— Begin Information provided —

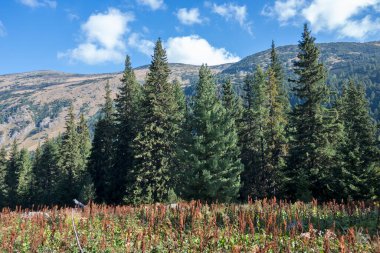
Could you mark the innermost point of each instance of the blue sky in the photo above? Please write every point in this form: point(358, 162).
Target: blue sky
point(83, 36)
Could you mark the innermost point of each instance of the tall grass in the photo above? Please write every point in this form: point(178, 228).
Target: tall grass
point(258, 226)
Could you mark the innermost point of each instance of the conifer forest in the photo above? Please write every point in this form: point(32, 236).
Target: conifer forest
point(231, 167)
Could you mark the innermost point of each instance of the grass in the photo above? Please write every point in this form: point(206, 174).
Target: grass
point(258, 226)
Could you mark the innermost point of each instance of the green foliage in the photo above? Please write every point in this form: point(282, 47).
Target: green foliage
point(12, 175)
point(155, 144)
point(213, 165)
point(25, 187)
point(359, 150)
point(101, 161)
point(127, 120)
point(47, 173)
point(260, 226)
point(3, 173)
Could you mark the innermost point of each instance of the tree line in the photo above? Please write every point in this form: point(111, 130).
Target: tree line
point(154, 144)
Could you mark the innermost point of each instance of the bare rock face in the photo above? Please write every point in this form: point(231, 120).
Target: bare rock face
point(33, 105)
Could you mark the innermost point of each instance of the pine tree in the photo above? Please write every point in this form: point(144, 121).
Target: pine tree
point(127, 124)
point(311, 153)
point(102, 153)
point(47, 173)
point(260, 177)
point(3, 173)
point(157, 138)
point(214, 167)
point(70, 161)
point(87, 190)
point(277, 139)
point(359, 151)
point(25, 187)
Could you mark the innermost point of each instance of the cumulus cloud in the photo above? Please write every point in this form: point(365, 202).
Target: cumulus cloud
point(3, 32)
point(142, 45)
point(283, 10)
point(235, 12)
point(189, 16)
point(153, 4)
point(196, 50)
point(103, 41)
point(39, 3)
point(340, 16)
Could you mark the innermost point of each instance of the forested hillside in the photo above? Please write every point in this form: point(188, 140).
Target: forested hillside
point(153, 144)
point(33, 105)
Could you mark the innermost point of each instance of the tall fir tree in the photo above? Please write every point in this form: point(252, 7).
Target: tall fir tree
point(70, 161)
point(87, 191)
point(101, 161)
point(213, 163)
point(156, 140)
point(258, 173)
point(360, 153)
point(25, 187)
point(47, 174)
point(3, 173)
point(12, 175)
point(311, 153)
point(277, 139)
point(127, 124)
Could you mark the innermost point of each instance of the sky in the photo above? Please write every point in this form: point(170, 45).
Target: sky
point(93, 36)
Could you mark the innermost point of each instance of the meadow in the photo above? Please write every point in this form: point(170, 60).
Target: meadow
point(257, 226)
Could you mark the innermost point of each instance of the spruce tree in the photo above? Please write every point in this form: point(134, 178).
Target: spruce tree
point(260, 179)
point(156, 140)
point(86, 185)
point(47, 174)
point(12, 175)
point(214, 167)
point(25, 187)
point(360, 152)
point(277, 139)
point(102, 153)
point(70, 161)
point(127, 124)
point(311, 153)
point(3, 173)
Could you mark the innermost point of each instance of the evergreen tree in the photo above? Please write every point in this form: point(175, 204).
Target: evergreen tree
point(127, 124)
point(25, 187)
point(360, 151)
point(12, 175)
point(311, 153)
point(3, 173)
point(47, 174)
point(156, 141)
point(214, 167)
point(86, 185)
point(277, 140)
point(102, 152)
point(258, 173)
point(70, 161)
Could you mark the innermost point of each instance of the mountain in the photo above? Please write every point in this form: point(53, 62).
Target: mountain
point(33, 105)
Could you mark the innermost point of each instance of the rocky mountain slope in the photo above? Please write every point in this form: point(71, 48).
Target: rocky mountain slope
point(33, 105)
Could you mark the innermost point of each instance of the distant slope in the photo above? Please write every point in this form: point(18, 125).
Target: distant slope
point(33, 105)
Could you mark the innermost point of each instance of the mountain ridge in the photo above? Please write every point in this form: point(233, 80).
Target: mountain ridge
point(33, 104)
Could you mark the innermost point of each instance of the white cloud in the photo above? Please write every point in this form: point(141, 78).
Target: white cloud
point(233, 12)
point(189, 17)
point(3, 32)
point(142, 45)
point(283, 10)
point(103, 38)
point(39, 3)
point(153, 4)
point(196, 50)
point(341, 16)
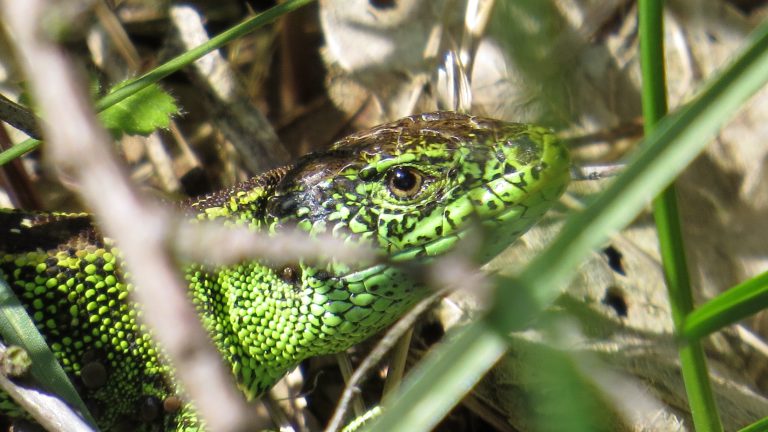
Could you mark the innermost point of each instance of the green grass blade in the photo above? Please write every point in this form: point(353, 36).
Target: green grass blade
point(134, 86)
point(17, 328)
point(677, 139)
point(665, 212)
point(727, 308)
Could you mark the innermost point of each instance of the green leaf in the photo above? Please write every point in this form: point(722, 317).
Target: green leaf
point(141, 113)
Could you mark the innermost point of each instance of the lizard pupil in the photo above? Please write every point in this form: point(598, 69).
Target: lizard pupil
point(405, 182)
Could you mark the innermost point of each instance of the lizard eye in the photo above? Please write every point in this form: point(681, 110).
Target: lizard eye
point(404, 182)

— End Information provided —

> _Short problem_
Print each entry shown above with exact wording and no pictures.

> _Reply to the exercise_
Could you mark the innermost point of each instance of the blue sky in the photo above? Please write every point in this form: point(358, 162).
Target: blue sky
point(83, 36)
Could you mark the innermost point of each instance of the tall grass in the photo above? Please write every point in this form: point(178, 228).
Target: tall grass
point(258, 226)
Could you mark the innermost point of each instance of the conifer forest in the photo above? Please write every point in this form: point(32, 236).
Target: conifer forest
point(231, 167)
Could you mark the innermost point of each instance of the grass in the photo above? Please write every point in this form: point(206, 174).
Target: grass
point(258, 226)
Could you mark the innermost point of each instance of the green foliage in the photo above? Please write every point in this form: point(282, 47).
Target: green foliage
point(12, 175)
point(155, 144)
point(213, 165)
point(25, 187)
point(359, 150)
point(101, 161)
point(127, 120)
point(47, 173)
point(260, 226)
point(3, 173)
Could you mark the innermost point of each instance of the tree line in the photo above? Please write every point in this form: point(111, 130).
Target: tree line
point(154, 144)
Could you mark the innermost point of each instance of the bare rock face in the photo above? Please write every point in this form: point(231, 120).
Target: bare rock face
point(33, 105)
Could you mark the innermost point of each instance of the pine tree in the photo above? Please write every point in this form: point(144, 121).
Target: pine tree
point(127, 124)
point(311, 153)
point(102, 153)
point(47, 173)
point(260, 177)
point(3, 173)
point(157, 138)
point(214, 167)
point(70, 161)
point(87, 190)
point(277, 139)
point(359, 151)
point(25, 187)
Could you mark the innermost point of each instance of the cumulus cloud in the photo above? Please write every point in this form: point(365, 202).
Target: cumulus cloud
point(3, 32)
point(142, 45)
point(283, 10)
point(235, 12)
point(189, 16)
point(153, 4)
point(196, 50)
point(103, 41)
point(39, 3)
point(340, 16)
Could you mark the innermost point of each instance of the forested hillside in the photo above? Please write every point in this form: point(188, 140).
Target: forested hillside
point(153, 144)
point(33, 105)
Could you mark the innermost point of each instance of the tall fir tree in the photo above? Please write every point in this form: point(252, 7).
Target: tall fir tree
point(70, 161)
point(87, 191)
point(101, 161)
point(213, 163)
point(156, 140)
point(258, 173)
point(360, 153)
point(25, 187)
point(47, 174)
point(3, 173)
point(12, 175)
point(311, 153)
point(277, 139)
point(127, 124)
Could you mark the innermost point of each instance of the sky in the photo above? Please write every point in this form: point(170, 45).
Target: sky
point(93, 36)
Could you mark the innermost point of each instance of the meadow in the photo above? Please write every point in this form: point(170, 60).
Target: meadow
point(257, 226)
Could you mark the innermost point of each instance of the spruce tree in the photo above? Please write every point in this form: point(134, 178).
Target: spruce tree
point(260, 179)
point(156, 140)
point(86, 185)
point(47, 174)
point(12, 175)
point(214, 167)
point(25, 187)
point(360, 152)
point(277, 139)
point(102, 153)
point(70, 161)
point(127, 124)
point(311, 153)
point(3, 173)
Could you mark the innermost point of each instance of the evergreen tree in the photo above? Please write every point in this form: point(175, 204).
Target: evergreen tree
point(127, 124)
point(25, 187)
point(360, 151)
point(12, 175)
point(311, 153)
point(3, 173)
point(47, 174)
point(156, 141)
point(214, 167)
point(86, 185)
point(277, 140)
point(102, 152)
point(258, 173)
point(70, 161)
Could you mark the innermost point of each instance of the mountain in the photo above? Please write every point in this form: point(53, 62).
Target: mountain
point(33, 105)
Could you mark the innermost point of each instance of the rocky mountain slope in the photo above? Please write every point in this form: point(71, 48).
Target: rocky mountain slope
point(33, 105)
Could you mark the innermost point of each instance of the distant slope in the photo above? Please write every point in this form: point(18, 125).
Target: distant slope
point(33, 105)
Could you mark the innermost point of each instance of the mountain ridge in the photo above? Please write every point in this form: point(233, 80).
Target: mountain ridge
point(33, 104)
Could you mark the innermost point of each instance of the white cloud in the photo above? Please write every point in this form: point(141, 78).
Target: white cloud
point(233, 12)
point(189, 17)
point(3, 32)
point(142, 45)
point(283, 10)
point(103, 38)
point(39, 3)
point(153, 4)
point(196, 50)
point(341, 16)
Could you mark the innermost point of each instance of the green grass blade in the photo above? Please write every point in this form: point(353, 36).
Target: green grass blade
point(134, 86)
point(17, 328)
point(677, 139)
point(665, 212)
point(727, 308)
Could you mark the innermost point of each instance of the green leaf in the photo above? Please write every point in this form: point(722, 317).
Target: green leaf
point(141, 113)
Could you mark the innermost point of each instance of the lizard pupil in the photo above? Please write every point in this form: point(598, 69).
Target: lizard pupil
point(405, 182)
Could you mark the innermost point of each instance of the lizard eye in the photo above? Please write every point in this form: point(681, 110).
Target: lizard eye
point(404, 182)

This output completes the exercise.